From the passage on Texas execution drug secrecy, reproduce word for word the portion that begins at the words "The AP report" and stops after the words "face physical danger.".

| DOCUMENT EXCERPT |
- - - - -
The AP report states that Gilmore had ordered the Texas Department of Criminal Justice to provide Sells' attorneys with information about the drug procurement, supplier, testing, including what kinds of tests and who conducted them. In her ruling Wednesday, Gilmore said that prison officials haven't provided them "with sufficient information.”

State officials have insisted that the supplier’s identity must remain hidden for their own protection. The Houston Chronicle reported that during a hearing last week, Assistant Attorney General Nicole Bunker-Henderson said recent threats against unidentified execution drug manufacturers necessitated the secrecy, and that a recent threat assessment by police agencies suggests that pharmacists who are making the drugs might face physical danger.

But Gilmore’s decision echoes one made by Oklahoma County District Judge Patricia Parrish last week, who said that withholding information about drug suppliers violated an inmate’s constitutional right to due process.

“The state's secrecy regarding the product to be used for lethal injection has precluded (the inmates and their attorneys) from evaluating or challenging the constitutionality of the method of execution," Gilmore wrote in her a five-page opinion.

Texas has 292 inmates on death row, the most in America, but just like everywhere else, the state has had trouble acquiring lethal injection drugs as drug manufacturers shy away from providing them. Texas moved from a three-drug cocktail to a single drug, pentobarbital, but had to find a new supplier after its source, a compounding pharmacy in suburban Houston, refused to sell more pentobarbital to the state when its name was made public.
- - - - -
| RAW DATA |
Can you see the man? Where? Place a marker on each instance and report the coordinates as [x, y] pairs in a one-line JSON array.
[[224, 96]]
- - - - -
| ANSWER TO THIS EXERCISE |
The AP report states that Gilmore had ordered the Texas Department of Criminal Justice to provide Sells' attorneys with information about the drug procurement, supplier, testing, including what kinds of tests and who conducted them. In her ruling Wednesday, Gilmore said that prison officials haven't provided them "with sufficient information.”

State officials have insisted that the supplier’s identity must remain hidden for their own protection. The Houston Chronicle reported that during a hearing last week, Assistant Attorney General Nicole Bunker-Henderson said recent threats against unidentified execution drug manufacturers necessitated the secrecy, and that a recent threat assessment by police agencies suggests that pharmacists who are making the drugs might face physical danger.